= REQUEST =
Render every item below as a numbered list of its lines, skipping blank lines. Leave the pictures out of the answer.

☆ ☆ ☆ ☆

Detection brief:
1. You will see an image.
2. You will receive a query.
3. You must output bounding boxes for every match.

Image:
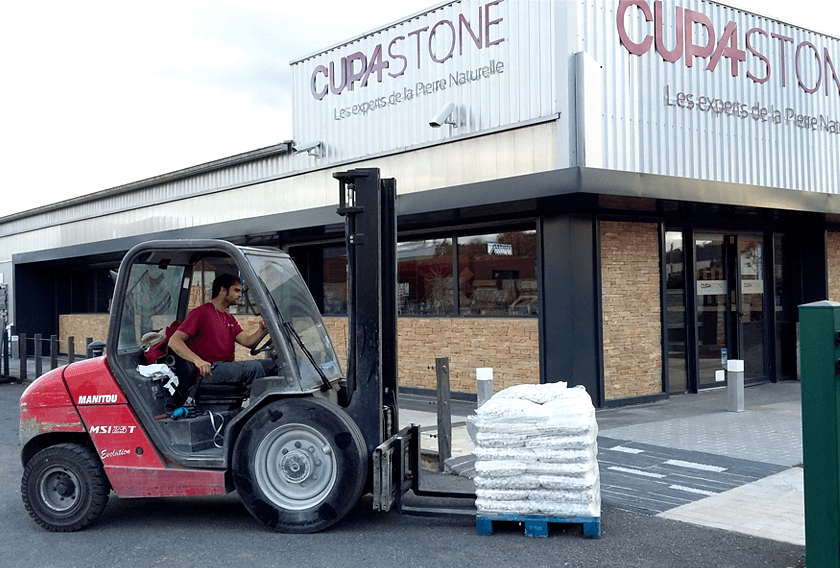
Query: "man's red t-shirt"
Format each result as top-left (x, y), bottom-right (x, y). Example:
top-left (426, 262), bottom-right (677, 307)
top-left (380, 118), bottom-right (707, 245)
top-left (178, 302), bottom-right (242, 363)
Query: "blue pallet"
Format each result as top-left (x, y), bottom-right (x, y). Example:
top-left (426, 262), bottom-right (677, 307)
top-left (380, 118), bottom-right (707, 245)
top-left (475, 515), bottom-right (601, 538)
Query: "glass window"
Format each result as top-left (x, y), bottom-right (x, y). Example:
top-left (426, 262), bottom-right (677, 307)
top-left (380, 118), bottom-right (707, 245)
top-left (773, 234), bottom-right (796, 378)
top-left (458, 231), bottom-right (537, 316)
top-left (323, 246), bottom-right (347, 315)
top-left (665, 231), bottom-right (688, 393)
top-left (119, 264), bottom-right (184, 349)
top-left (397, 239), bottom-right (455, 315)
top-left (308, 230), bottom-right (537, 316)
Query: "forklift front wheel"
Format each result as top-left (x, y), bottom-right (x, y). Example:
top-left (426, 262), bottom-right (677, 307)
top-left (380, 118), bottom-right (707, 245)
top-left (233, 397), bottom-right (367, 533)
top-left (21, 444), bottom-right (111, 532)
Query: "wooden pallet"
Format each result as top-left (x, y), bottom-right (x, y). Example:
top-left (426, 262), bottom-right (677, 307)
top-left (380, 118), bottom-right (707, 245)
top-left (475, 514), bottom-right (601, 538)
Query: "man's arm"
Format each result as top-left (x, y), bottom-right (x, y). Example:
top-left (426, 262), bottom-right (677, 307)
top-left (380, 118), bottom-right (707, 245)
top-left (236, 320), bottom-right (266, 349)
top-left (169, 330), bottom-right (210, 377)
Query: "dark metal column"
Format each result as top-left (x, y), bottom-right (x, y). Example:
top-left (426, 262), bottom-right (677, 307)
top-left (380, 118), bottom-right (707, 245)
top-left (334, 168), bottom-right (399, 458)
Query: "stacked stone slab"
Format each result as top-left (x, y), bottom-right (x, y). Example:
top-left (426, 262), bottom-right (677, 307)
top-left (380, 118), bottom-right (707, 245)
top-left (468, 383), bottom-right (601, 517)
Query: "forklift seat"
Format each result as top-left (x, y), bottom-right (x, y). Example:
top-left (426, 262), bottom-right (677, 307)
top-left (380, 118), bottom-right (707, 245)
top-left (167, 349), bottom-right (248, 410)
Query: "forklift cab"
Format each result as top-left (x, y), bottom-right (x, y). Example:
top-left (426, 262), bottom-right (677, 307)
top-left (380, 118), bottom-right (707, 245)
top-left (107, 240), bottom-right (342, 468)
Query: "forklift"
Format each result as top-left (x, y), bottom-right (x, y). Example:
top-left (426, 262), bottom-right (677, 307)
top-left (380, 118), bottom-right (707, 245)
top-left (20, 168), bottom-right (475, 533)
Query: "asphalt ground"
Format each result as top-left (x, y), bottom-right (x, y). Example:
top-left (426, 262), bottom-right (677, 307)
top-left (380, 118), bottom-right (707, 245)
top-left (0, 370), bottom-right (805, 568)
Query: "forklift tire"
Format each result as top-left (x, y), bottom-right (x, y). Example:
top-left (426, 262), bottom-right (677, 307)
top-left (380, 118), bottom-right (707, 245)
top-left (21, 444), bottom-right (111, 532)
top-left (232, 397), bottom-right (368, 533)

☆ ☆ ☆ ☆

= WRITTEN SOLUTION =
1. Detection brief:
2. 1. You will see an image.
3. 2. You will receive a query.
4. 3. You must output bounding boxes for every match.
5. Image:
6. Query: "man's red t-shirt"
7. Format each result as top-left (x, y), bottom-right (x, y). Example:
8. top-left (426, 262), bottom-right (677, 307)
9. top-left (380, 118), bottom-right (707, 245)
10. top-left (178, 302), bottom-right (242, 363)
11. Query: "blue pallet"
12. Format each result as top-left (x, y), bottom-right (x, y). Example:
13. top-left (426, 262), bottom-right (677, 307)
14. top-left (380, 118), bottom-right (707, 245)
15. top-left (475, 515), bottom-right (601, 538)
16. Query: "glass window"
17. Format each result as top-left (x, y), bottom-right (x, y). Example:
18. top-left (426, 262), bottom-right (677, 307)
19. top-left (380, 118), bottom-right (707, 245)
20. top-left (773, 234), bottom-right (796, 378)
21. top-left (458, 231), bottom-right (537, 316)
22. top-left (323, 246), bottom-right (347, 315)
23. top-left (665, 231), bottom-right (688, 393)
24. top-left (119, 264), bottom-right (184, 349)
25. top-left (397, 239), bottom-right (455, 315)
26. top-left (308, 230), bottom-right (537, 316)
27. Query: "forklift front wheel"
28. Format each result as top-left (x, y), bottom-right (x, y). Example:
29. top-left (426, 262), bottom-right (677, 307)
30. top-left (380, 118), bottom-right (707, 245)
31. top-left (233, 397), bottom-right (367, 533)
32. top-left (21, 444), bottom-right (111, 532)
33. Query: "wooden pallet"
34. Format each result as top-left (x, y), bottom-right (x, y). Example:
35. top-left (426, 262), bottom-right (677, 307)
36. top-left (380, 118), bottom-right (707, 245)
37. top-left (475, 514), bottom-right (601, 538)
38. Query: "man's arm"
39. Format each result as top-left (x, y), bottom-right (x, y). Example:
40. top-left (426, 262), bottom-right (677, 307)
41. top-left (380, 118), bottom-right (707, 245)
42. top-left (236, 320), bottom-right (266, 349)
43. top-left (169, 330), bottom-right (210, 377)
44. Query: "dark metal column"
45. Format each result as top-left (x, y), bottom-right (x, y). Example:
46. top-left (426, 262), bottom-right (677, 307)
47. top-left (380, 118), bottom-right (707, 245)
48. top-left (334, 168), bottom-right (399, 458)
49. Query: "stacked stone slab"
50. Format each result as top-left (x, y), bottom-right (x, y). Example:
51. top-left (426, 262), bottom-right (677, 307)
52. top-left (380, 118), bottom-right (707, 245)
53. top-left (468, 383), bottom-right (601, 517)
54. Query: "forklift seat"
55. Format each result as top-left (x, y), bottom-right (x, y). Example:
56. top-left (426, 262), bottom-right (677, 307)
57. top-left (380, 118), bottom-right (707, 245)
58. top-left (167, 349), bottom-right (248, 410)
59. Query: "forklift cab"
60. Format each result as top-left (x, y), bottom-right (x, y). Example:
61. top-left (426, 262), bottom-right (677, 307)
62. top-left (380, 118), bottom-right (707, 245)
63. top-left (107, 240), bottom-right (342, 468)
64. Query: "forklift"
65. Format each result as top-left (x, y), bottom-right (x, y). Example:
66. top-left (426, 262), bottom-right (677, 307)
67. top-left (380, 118), bottom-right (707, 245)
68. top-left (20, 168), bottom-right (475, 533)
69. Query: "asphalt ground"
70. Format each result as top-left (x, y), bottom-right (x, y). Example:
71. top-left (426, 262), bottom-right (677, 307)
72. top-left (380, 118), bottom-right (707, 245)
73. top-left (0, 370), bottom-right (805, 568)
74. Query: "forklift tire"
75. Format each result as top-left (x, y), bottom-right (x, y). Example:
76. top-left (426, 262), bottom-right (677, 307)
77. top-left (380, 118), bottom-right (707, 245)
78. top-left (21, 444), bottom-right (111, 532)
79. top-left (232, 397), bottom-right (368, 533)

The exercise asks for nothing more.